- TO BE DONE:
Take the line that contains "of the string" as the first line and the last line of the material below as the final one; reproduce exactly the lines between, inclusive.

Pointing dataset records:
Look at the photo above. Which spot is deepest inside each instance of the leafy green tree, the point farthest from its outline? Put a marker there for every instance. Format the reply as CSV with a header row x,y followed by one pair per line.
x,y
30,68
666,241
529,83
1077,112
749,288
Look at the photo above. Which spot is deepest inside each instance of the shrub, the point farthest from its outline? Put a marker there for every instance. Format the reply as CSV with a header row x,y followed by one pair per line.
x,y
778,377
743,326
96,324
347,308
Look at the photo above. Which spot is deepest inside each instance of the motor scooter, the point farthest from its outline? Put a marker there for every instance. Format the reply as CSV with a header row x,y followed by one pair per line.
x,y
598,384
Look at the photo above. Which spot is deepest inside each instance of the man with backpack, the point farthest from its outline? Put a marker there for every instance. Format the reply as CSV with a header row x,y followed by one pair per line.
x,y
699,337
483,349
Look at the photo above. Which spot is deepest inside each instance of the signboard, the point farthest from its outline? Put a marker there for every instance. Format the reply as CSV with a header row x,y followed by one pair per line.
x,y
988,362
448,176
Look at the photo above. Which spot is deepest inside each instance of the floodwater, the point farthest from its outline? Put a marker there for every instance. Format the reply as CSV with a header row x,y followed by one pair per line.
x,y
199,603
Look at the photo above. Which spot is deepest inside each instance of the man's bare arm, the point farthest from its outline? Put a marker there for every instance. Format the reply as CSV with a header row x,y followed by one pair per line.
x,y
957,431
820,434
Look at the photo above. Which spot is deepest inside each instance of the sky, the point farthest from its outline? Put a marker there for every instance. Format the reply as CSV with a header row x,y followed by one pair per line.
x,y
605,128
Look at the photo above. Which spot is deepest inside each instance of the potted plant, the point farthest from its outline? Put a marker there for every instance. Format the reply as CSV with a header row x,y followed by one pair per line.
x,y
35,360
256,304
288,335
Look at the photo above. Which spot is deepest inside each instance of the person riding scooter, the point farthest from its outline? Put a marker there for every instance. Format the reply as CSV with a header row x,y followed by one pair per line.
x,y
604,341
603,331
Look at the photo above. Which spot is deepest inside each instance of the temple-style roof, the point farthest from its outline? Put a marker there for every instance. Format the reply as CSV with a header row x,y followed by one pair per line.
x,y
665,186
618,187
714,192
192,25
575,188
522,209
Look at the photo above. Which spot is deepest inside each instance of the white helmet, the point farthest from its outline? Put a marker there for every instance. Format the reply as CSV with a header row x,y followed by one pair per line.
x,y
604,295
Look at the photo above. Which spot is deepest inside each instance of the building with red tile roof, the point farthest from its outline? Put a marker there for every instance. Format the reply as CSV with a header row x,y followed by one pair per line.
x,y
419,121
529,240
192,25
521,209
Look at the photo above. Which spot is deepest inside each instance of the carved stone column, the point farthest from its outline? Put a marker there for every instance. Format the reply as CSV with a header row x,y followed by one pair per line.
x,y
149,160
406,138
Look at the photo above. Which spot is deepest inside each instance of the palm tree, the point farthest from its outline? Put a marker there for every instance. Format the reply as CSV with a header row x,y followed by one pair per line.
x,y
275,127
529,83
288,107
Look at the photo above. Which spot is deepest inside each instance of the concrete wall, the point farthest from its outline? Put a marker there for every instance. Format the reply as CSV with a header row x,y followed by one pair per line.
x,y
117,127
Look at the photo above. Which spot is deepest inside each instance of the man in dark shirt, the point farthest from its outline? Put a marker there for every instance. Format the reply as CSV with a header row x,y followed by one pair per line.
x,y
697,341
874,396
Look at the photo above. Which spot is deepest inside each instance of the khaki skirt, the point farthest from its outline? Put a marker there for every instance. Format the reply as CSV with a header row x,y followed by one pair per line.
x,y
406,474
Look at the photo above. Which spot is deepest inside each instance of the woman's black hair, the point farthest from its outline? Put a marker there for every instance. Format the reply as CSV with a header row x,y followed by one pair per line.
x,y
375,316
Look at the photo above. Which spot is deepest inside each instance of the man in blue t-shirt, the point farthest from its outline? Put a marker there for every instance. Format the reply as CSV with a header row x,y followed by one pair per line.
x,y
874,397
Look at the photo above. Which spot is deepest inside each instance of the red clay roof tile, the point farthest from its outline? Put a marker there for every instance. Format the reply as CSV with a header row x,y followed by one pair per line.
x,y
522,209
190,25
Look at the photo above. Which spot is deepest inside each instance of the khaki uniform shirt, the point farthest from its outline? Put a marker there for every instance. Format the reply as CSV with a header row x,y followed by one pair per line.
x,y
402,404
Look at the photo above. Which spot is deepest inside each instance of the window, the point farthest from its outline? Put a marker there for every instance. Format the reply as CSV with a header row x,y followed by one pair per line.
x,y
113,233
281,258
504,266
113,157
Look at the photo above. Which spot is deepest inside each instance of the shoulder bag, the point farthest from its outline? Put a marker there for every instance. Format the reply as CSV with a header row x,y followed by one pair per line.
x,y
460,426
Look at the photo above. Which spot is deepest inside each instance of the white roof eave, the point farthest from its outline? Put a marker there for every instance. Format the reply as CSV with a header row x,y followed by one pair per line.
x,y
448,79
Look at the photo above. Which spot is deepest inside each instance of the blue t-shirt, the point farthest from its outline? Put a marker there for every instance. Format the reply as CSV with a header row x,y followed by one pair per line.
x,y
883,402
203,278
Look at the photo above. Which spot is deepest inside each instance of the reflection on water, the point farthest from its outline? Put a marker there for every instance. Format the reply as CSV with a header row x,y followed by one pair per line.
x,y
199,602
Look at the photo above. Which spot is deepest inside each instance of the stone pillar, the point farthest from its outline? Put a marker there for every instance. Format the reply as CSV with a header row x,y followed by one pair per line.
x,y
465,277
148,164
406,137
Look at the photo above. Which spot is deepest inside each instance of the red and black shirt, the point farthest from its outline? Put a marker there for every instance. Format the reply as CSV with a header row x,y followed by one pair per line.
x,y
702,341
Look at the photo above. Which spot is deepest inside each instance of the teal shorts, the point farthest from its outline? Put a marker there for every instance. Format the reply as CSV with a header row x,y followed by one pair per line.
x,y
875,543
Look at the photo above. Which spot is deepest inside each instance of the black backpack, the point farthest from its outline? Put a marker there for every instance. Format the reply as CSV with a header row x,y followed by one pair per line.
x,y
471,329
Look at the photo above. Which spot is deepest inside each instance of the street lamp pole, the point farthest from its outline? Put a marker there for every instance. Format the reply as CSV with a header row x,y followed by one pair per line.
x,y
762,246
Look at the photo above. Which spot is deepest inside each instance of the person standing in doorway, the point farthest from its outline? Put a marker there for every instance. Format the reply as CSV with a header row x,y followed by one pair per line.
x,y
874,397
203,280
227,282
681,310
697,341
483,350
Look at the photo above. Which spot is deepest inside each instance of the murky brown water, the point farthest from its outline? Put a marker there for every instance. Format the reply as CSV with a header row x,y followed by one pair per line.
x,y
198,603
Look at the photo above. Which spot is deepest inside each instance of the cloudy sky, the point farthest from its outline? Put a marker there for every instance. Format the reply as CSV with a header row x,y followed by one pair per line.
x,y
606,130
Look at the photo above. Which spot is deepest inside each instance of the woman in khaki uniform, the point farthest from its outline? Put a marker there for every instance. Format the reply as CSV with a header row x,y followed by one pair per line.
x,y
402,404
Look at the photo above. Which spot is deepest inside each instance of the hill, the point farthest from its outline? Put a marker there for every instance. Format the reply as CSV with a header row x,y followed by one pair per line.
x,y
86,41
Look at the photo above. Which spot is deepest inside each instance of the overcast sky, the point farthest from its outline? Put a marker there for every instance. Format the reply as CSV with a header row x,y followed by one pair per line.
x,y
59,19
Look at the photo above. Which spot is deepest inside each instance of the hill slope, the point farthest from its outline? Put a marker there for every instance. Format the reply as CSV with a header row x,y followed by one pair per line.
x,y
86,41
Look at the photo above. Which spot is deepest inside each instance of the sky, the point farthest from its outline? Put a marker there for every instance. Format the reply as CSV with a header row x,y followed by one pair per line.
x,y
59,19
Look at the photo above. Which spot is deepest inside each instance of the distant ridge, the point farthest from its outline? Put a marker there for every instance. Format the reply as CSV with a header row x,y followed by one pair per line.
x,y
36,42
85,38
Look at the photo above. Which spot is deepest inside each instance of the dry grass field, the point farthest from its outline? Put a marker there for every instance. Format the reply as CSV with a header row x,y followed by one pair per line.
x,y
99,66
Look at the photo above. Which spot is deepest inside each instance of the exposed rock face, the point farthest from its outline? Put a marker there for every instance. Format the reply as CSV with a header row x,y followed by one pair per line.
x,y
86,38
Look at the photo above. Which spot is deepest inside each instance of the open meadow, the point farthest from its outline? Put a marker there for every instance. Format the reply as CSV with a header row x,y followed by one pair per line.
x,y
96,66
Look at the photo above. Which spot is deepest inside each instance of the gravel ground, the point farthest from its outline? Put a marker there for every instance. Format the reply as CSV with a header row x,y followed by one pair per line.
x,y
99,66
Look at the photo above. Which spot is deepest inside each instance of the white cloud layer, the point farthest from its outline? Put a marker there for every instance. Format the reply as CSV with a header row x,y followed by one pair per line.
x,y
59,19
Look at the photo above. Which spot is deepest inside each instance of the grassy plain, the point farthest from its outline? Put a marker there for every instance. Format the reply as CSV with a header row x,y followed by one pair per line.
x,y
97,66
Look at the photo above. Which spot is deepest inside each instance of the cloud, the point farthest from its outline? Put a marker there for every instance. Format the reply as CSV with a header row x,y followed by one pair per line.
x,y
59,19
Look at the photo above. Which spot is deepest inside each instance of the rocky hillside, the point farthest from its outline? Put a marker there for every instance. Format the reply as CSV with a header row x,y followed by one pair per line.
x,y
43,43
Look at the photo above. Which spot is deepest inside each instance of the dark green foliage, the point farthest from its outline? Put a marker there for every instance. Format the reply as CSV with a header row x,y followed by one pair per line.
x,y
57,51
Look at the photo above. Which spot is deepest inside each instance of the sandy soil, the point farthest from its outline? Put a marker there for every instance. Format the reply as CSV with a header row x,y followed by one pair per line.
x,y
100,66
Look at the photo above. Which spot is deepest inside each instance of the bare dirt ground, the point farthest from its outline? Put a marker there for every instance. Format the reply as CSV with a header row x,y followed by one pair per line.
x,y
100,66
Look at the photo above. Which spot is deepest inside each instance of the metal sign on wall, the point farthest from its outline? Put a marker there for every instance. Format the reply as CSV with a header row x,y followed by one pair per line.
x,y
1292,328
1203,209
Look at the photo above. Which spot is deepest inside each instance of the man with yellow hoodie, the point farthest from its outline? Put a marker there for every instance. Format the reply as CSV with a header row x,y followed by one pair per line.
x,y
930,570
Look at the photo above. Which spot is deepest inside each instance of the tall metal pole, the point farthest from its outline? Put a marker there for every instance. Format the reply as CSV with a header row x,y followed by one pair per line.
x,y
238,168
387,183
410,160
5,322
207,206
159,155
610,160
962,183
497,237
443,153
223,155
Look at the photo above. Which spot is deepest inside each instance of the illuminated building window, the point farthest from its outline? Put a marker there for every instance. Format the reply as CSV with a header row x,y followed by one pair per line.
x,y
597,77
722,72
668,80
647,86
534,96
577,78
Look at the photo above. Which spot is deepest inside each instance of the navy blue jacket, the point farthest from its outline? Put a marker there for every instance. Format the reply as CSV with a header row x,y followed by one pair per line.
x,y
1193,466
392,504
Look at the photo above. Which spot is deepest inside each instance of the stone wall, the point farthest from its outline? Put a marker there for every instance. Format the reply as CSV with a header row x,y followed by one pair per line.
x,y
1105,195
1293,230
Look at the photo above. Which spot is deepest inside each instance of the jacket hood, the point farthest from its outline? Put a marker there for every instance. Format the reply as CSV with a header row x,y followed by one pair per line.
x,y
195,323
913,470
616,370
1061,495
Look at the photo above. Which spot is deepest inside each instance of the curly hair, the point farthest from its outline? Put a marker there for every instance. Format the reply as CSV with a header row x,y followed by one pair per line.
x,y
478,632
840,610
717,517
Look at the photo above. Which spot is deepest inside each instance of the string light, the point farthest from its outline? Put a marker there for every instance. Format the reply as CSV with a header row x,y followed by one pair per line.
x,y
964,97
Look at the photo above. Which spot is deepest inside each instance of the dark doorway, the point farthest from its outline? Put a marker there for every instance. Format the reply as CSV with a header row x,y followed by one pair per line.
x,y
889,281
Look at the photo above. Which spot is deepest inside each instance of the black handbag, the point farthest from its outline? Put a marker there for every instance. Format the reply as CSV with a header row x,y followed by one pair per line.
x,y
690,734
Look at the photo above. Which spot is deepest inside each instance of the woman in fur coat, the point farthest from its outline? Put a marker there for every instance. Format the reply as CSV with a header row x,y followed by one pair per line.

- REPLY:
Look at the photo above. Which spot is deepest inside each instance of the string light, the point farthest from its outline? Put a marker there for every instance. Format the reply as CSV with a header row x,y followed by one pair per line.
x,y
964,97
Look at the photo above. Which spot is deepest inside each instance of the dark doorway, the point farthest from its outline? Put a marker there for every instance. Format the reply as CSV with a header row x,y followed by one pair per line.
x,y
889,281
Look at the photo above. Which spot is deepest inside each instance of the black handbag, the point farthest from its outline? Put a marker there for every instance. Format the reply as CSV with a header row x,y followed by one pair per line.
x,y
690,734
Look at the photo above. Which spot is deepest inside each instance of the woman in fur coat, the point farthest from its outline? Put a marker there for every instance. Format the reply as CSV with a header row x,y followed by one pair per line.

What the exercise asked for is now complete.